SHORT TASK: Extract exactly and only the lines of the data below, starting at the line with "For the benchmark, point to the pink" and stopping after the final line.

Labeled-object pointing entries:
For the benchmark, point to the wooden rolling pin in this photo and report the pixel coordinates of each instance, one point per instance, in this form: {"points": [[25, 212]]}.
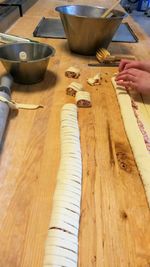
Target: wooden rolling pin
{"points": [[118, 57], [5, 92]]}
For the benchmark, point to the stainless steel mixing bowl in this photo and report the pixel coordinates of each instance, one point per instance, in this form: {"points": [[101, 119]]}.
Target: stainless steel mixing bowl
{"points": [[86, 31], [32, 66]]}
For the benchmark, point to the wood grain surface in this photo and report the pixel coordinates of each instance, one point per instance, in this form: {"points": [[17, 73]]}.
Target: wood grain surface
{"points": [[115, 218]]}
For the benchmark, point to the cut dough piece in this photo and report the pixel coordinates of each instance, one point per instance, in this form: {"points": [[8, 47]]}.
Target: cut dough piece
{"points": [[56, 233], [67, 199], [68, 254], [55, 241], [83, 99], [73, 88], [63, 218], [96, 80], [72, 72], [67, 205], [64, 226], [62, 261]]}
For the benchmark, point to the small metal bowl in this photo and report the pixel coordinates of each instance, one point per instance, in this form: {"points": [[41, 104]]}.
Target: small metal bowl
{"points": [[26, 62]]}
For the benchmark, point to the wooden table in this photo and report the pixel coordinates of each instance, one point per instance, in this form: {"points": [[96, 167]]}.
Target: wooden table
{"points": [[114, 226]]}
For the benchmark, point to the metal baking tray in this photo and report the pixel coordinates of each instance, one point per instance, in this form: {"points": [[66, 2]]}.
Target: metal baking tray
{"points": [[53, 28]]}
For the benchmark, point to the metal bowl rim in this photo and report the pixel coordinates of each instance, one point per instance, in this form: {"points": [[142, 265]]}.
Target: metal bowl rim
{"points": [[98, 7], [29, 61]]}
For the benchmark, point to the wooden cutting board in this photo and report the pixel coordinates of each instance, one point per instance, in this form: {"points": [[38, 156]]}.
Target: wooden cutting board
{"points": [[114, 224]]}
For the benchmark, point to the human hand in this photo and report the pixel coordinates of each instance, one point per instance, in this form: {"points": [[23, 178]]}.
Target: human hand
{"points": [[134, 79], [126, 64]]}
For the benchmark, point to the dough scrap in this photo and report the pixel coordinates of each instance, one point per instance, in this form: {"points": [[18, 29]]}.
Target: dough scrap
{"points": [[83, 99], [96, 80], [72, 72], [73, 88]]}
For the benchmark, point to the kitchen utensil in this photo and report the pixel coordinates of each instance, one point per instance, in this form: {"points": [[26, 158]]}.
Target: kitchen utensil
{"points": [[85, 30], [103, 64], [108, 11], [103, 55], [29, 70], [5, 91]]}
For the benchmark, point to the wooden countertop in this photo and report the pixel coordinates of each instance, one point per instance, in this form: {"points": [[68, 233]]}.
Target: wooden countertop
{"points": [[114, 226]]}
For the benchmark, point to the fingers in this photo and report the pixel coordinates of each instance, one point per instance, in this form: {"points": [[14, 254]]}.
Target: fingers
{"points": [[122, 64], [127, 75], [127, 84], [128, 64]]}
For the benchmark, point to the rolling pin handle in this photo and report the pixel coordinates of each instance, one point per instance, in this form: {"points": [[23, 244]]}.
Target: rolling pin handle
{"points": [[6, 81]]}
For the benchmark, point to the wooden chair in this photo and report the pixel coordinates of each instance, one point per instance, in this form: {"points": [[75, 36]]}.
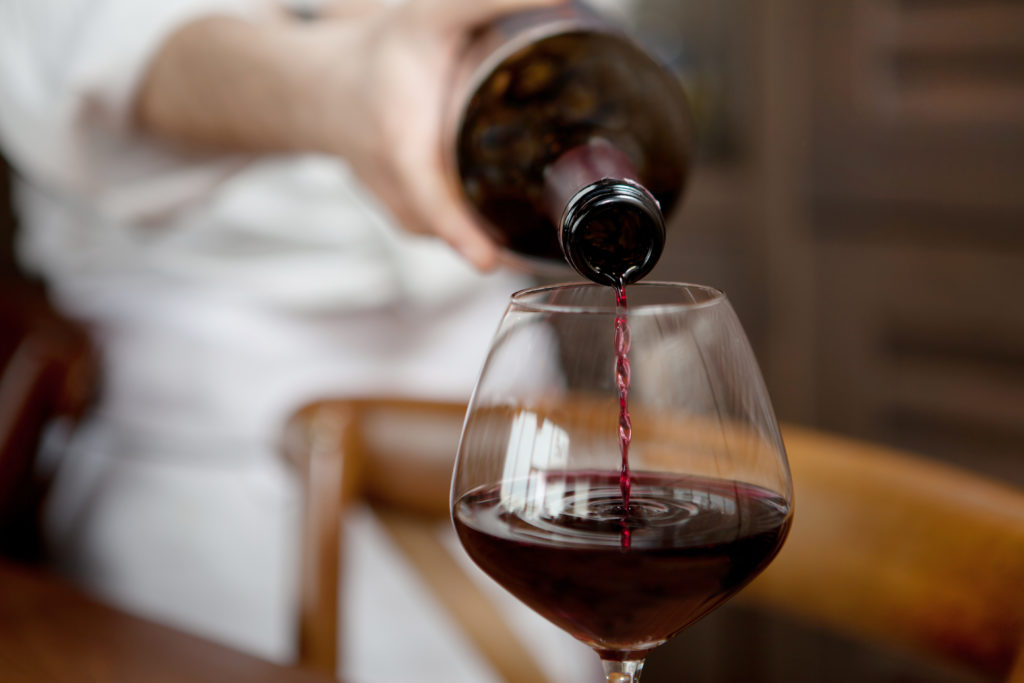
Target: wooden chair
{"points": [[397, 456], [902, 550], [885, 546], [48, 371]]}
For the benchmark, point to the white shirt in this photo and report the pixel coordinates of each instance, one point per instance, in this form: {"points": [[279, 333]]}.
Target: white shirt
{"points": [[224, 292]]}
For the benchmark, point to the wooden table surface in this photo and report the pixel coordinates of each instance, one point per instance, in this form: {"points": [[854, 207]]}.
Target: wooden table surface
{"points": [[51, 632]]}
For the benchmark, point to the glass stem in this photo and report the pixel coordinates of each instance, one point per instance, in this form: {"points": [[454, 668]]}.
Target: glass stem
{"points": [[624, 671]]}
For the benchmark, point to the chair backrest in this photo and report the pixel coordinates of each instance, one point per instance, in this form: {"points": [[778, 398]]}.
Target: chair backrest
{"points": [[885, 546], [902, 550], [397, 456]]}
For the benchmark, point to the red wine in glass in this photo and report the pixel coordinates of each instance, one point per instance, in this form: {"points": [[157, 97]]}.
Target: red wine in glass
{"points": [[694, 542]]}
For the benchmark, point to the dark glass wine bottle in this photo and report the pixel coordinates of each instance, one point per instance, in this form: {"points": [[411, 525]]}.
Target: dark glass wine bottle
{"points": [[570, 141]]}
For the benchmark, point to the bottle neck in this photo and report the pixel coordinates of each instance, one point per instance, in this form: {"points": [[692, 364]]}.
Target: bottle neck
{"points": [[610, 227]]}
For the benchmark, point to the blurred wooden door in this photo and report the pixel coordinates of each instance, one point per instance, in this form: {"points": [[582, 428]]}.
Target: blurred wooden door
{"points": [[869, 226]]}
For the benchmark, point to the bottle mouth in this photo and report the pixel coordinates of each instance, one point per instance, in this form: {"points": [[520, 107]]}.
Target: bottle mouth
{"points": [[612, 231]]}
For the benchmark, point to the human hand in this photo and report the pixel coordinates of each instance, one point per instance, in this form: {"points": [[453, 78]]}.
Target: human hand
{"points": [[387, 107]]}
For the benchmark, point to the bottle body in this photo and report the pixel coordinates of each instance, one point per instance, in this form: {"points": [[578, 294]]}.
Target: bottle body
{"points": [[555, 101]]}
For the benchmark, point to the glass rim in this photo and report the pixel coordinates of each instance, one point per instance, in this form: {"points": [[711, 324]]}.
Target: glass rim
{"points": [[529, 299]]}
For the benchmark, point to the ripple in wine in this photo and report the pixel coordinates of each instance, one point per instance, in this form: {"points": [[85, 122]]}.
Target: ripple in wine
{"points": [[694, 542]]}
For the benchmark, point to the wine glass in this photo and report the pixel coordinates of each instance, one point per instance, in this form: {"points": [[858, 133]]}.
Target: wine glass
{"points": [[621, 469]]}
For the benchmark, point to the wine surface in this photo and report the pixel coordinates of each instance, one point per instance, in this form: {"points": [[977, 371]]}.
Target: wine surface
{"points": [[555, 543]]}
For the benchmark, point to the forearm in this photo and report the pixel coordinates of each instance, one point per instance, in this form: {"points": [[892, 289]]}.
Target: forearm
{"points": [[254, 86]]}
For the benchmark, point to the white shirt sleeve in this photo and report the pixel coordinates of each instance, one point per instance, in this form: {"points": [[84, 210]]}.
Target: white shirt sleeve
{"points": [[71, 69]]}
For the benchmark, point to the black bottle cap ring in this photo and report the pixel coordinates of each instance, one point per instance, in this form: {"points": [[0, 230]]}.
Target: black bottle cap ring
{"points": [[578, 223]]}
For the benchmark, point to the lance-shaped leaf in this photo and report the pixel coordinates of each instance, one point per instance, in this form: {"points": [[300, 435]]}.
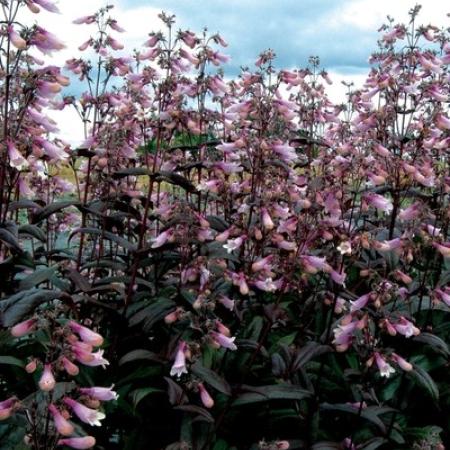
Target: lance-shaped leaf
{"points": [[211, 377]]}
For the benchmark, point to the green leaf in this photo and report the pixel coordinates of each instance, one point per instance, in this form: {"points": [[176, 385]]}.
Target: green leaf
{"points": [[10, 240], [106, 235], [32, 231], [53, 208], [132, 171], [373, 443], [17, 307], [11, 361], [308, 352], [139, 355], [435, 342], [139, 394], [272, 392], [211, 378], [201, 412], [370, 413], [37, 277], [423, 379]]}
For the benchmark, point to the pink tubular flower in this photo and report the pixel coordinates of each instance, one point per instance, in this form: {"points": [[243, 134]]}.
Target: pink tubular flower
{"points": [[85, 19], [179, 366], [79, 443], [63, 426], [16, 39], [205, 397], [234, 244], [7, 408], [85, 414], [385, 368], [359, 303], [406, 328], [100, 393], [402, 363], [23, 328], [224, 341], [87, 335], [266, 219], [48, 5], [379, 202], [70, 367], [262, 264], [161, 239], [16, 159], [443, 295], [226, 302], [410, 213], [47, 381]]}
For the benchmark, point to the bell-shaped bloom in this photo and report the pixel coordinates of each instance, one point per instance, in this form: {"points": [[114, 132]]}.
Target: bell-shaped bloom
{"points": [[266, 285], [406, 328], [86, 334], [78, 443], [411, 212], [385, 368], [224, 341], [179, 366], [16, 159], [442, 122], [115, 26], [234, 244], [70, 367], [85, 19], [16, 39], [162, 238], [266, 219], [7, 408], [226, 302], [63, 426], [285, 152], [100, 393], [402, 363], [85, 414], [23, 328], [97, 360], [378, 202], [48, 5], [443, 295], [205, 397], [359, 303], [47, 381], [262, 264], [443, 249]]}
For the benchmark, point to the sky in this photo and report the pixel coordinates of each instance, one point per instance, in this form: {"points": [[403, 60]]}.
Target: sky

TASK ANSWER:
For the benchmark, point to the pink tubular flower in this photo and report the pixel coordinates of each instance, one point per instance, in this form: {"points": [[243, 134]]}.
Target: pink tubular flower
{"points": [[85, 19], [179, 366], [79, 443], [63, 426], [16, 39], [205, 397], [234, 244], [7, 408], [85, 414], [385, 368], [359, 303], [406, 328], [100, 393], [402, 363], [23, 328], [224, 341], [87, 335], [266, 219], [48, 5], [379, 202], [70, 367], [262, 264], [161, 239], [16, 159], [443, 295], [226, 302], [410, 213], [47, 381]]}
For the benchmark, point to the bell-shaped bloom in this photo and report the pixel coordinates of each instance, one point per instance, in this form: {"points": [[114, 132]]}.
Target: bell-shaped bloom
{"points": [[266, 285], [406, 328], [86, 334], [78, 443], [411, 212], [385, 368], [224, 341], [179, 366], [16, 159], [442, 122], [115, 26], [234, 244], [70, 367], [85, 19], [16, 39], [162, 238], [266, 219], [7, 408], [226, 302], [63, 426], [285, 152], [100, 393], [402, 363], [85, 414], [23, 328], [97, 360], [378, 202], [48, 5], [443, 295], [205, 397], [359, 303], [47, 381], [262, 264], [443, 249]]}
For the benchmark, point to the sky in this photo and report the pixel coordinates of each instance, one point per instance, in this form: {"points": [[403, 60]]}.
Target: sky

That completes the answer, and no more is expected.